* [WHAT IS EXPECTED]: Extract every line of text from the records below word for word, and leave the pictures out of your answer.

* [ENTRIES PROVIDED]:
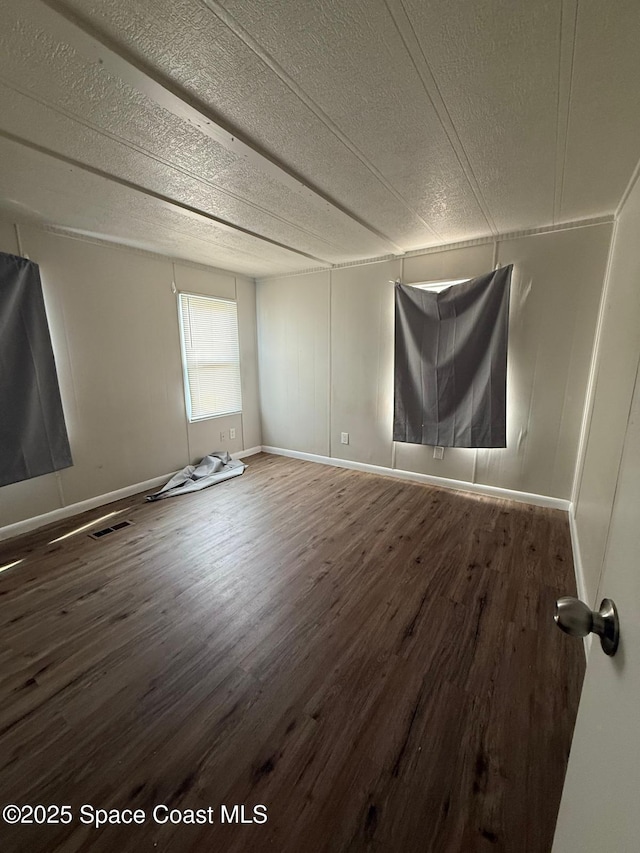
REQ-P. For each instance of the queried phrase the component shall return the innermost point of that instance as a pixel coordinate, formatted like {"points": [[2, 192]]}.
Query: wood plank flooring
{"points": [[374, 661]]}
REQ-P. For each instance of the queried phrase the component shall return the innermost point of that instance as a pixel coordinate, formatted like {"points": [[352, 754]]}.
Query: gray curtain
{"points": [[451, 363], [33, 435]]}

* [ANSWER TO THE TASK]:
REQ-P. For each instance of the queried phrase the component shall return the innermost point of that instance as a pixel coordinate, formatted like {"points": [[2, 192]]}.
Query: wood plank flooring
{"points": [[374, 661]]}
REQ-P. For each instance of the queried phrase the component shall return the innermost point of that instance as a pixel coordinate, formatted like {"points": [[352, 754]]}.
Query: gray curtain
{"points": [[451, 363], [33, 435]]}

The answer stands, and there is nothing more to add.